Data listing -
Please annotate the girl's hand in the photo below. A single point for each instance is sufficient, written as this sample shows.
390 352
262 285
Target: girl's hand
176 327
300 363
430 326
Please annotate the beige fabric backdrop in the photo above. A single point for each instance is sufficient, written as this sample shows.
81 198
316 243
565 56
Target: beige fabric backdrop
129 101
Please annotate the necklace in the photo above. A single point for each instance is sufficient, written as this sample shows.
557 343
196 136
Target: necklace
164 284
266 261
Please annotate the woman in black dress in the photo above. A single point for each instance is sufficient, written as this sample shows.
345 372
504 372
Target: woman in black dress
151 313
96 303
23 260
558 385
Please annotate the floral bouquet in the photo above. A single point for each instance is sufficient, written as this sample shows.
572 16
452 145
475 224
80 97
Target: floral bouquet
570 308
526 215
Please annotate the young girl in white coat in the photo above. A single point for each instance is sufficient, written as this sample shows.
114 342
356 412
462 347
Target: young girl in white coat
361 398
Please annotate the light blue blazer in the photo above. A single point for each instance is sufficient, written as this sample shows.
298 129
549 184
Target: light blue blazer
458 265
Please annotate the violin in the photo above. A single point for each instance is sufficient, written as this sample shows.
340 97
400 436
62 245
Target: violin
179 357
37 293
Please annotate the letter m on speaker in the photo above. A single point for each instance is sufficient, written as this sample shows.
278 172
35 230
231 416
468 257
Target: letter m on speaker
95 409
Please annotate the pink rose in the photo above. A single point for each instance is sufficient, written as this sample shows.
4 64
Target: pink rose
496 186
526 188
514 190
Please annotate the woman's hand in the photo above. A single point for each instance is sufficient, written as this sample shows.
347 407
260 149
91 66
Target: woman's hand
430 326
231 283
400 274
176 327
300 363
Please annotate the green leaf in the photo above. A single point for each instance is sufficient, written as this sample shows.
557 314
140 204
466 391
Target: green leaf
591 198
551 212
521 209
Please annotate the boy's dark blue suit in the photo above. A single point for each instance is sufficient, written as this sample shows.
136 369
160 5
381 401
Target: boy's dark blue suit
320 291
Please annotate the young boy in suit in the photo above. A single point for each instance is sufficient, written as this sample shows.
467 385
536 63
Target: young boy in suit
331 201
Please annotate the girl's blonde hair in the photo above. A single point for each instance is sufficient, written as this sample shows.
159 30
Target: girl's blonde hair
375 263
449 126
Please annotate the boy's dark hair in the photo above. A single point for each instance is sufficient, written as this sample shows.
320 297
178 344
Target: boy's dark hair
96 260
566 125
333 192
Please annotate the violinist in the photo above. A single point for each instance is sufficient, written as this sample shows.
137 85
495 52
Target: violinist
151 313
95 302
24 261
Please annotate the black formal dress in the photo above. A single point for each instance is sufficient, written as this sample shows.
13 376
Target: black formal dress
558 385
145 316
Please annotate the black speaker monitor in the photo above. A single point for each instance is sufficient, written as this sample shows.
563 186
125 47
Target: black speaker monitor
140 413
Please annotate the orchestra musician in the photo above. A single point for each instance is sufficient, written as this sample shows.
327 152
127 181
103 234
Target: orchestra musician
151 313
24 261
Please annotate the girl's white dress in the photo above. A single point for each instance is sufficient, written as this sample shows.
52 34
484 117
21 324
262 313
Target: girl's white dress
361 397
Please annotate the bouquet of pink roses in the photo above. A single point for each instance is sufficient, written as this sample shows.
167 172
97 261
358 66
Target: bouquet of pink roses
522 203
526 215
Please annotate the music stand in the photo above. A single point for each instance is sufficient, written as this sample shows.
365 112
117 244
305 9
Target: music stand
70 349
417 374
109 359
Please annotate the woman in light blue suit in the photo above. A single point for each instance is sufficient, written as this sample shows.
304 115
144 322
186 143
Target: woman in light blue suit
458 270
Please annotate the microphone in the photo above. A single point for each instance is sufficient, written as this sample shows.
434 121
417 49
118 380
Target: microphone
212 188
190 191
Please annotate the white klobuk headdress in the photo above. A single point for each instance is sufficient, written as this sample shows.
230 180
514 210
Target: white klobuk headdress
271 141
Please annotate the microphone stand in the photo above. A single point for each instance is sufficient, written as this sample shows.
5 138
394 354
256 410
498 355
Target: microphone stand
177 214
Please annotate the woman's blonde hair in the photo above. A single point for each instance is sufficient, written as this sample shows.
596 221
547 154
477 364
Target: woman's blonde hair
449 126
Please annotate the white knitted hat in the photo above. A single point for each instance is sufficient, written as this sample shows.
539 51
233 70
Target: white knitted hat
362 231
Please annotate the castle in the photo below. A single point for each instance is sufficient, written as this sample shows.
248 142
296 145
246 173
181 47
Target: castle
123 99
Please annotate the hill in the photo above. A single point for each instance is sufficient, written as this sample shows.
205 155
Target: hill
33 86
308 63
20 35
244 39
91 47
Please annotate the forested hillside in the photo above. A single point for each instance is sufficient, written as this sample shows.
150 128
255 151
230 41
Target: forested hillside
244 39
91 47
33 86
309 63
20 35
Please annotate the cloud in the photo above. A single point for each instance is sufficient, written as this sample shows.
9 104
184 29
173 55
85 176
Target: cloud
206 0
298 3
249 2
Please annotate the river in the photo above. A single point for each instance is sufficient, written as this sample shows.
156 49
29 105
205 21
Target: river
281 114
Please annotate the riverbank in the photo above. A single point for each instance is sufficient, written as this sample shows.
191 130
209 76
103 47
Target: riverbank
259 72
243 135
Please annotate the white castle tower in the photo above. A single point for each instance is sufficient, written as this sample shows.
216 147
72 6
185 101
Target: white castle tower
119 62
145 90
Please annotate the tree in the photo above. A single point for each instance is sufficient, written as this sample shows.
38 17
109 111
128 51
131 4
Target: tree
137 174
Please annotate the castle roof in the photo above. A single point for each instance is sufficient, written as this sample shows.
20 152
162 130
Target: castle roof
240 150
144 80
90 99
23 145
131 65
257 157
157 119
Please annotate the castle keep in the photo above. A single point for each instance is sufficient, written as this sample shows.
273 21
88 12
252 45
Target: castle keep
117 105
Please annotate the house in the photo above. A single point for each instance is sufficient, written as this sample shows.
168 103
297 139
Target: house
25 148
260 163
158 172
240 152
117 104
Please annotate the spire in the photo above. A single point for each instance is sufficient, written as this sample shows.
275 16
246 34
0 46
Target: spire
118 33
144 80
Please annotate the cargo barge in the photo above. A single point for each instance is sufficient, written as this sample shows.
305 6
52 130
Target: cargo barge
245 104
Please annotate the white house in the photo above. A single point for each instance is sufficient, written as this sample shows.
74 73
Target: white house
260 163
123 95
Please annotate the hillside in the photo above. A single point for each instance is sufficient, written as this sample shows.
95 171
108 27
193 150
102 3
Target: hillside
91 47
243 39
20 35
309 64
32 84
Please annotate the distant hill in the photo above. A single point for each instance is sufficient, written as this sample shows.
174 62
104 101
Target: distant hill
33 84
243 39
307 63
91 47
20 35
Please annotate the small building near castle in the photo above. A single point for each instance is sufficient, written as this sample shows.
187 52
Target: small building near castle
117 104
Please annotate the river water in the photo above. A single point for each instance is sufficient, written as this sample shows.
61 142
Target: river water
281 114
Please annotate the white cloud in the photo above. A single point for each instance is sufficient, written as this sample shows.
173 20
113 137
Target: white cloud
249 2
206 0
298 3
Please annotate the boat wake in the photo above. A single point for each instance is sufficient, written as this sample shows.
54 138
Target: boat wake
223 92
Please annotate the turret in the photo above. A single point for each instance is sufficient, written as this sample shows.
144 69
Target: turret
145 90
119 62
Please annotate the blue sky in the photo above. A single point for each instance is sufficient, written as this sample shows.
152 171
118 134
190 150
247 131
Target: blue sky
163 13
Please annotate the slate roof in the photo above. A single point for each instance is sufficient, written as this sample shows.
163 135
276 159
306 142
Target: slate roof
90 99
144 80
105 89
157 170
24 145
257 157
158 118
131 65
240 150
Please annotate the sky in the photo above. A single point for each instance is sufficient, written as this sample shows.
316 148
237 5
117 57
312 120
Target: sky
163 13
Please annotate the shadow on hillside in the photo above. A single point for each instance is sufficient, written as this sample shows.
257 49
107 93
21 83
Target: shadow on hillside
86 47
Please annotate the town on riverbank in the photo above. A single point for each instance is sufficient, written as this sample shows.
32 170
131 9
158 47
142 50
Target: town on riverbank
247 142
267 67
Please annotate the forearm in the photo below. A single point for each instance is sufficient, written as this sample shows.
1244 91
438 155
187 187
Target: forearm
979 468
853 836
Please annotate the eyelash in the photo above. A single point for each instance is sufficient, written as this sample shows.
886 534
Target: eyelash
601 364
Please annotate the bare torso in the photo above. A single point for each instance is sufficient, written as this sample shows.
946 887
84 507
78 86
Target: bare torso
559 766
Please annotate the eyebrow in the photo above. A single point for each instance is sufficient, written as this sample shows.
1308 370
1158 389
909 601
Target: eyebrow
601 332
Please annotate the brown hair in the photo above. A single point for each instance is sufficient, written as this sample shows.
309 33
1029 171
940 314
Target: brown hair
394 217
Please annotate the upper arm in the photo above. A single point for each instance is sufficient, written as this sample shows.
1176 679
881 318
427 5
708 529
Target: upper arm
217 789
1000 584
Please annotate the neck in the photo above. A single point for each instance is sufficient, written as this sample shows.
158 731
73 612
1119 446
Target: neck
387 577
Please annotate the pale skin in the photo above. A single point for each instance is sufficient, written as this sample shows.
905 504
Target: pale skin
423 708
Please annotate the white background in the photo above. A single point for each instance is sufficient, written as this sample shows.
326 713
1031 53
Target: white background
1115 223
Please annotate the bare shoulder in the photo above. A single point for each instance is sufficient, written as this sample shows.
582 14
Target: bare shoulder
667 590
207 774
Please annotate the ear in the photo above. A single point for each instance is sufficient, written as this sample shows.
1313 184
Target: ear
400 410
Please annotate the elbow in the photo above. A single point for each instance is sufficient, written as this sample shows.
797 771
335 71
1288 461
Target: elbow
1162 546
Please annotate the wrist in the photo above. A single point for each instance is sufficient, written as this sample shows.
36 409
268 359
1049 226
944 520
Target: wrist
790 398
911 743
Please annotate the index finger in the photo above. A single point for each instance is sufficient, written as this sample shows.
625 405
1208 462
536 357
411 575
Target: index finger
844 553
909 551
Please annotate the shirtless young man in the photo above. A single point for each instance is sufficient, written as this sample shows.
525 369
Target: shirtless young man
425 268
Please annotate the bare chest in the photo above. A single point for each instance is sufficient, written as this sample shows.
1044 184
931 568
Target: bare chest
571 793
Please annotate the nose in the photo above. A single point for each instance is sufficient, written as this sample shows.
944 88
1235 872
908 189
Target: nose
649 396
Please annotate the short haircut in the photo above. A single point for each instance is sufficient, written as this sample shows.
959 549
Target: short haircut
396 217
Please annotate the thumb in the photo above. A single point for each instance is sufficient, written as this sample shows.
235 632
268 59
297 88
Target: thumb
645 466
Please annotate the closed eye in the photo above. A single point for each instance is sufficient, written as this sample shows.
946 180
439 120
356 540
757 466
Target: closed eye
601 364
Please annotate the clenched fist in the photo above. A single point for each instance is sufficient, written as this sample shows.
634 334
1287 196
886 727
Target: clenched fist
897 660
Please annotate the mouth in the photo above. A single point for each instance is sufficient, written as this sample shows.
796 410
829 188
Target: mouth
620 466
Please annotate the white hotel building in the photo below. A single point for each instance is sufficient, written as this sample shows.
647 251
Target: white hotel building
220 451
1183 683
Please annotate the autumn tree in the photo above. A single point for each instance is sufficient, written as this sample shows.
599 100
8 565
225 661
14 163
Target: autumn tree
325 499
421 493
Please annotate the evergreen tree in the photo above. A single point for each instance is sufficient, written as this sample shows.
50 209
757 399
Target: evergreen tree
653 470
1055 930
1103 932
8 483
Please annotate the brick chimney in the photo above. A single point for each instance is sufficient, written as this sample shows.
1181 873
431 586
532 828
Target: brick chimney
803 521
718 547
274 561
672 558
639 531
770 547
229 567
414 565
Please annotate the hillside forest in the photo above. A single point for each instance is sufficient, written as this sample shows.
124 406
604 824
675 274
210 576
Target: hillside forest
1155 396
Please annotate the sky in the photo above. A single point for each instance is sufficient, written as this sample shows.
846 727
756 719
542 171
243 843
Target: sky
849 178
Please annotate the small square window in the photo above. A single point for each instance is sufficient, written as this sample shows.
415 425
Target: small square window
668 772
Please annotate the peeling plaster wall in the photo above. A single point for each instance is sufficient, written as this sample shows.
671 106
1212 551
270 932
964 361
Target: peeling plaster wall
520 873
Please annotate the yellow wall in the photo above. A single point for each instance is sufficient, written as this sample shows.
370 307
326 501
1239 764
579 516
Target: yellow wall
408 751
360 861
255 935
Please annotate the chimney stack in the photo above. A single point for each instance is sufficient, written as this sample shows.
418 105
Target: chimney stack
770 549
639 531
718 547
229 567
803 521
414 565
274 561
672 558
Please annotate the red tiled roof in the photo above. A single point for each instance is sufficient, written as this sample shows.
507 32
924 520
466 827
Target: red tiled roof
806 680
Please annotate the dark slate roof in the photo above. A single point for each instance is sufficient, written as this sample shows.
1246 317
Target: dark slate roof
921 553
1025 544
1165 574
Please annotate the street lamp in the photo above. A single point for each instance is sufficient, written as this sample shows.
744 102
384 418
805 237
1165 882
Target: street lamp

Task objective -
Count how many lines of the listing above include the word "street", then reply with that count and no other text.

Response for this exercise -
2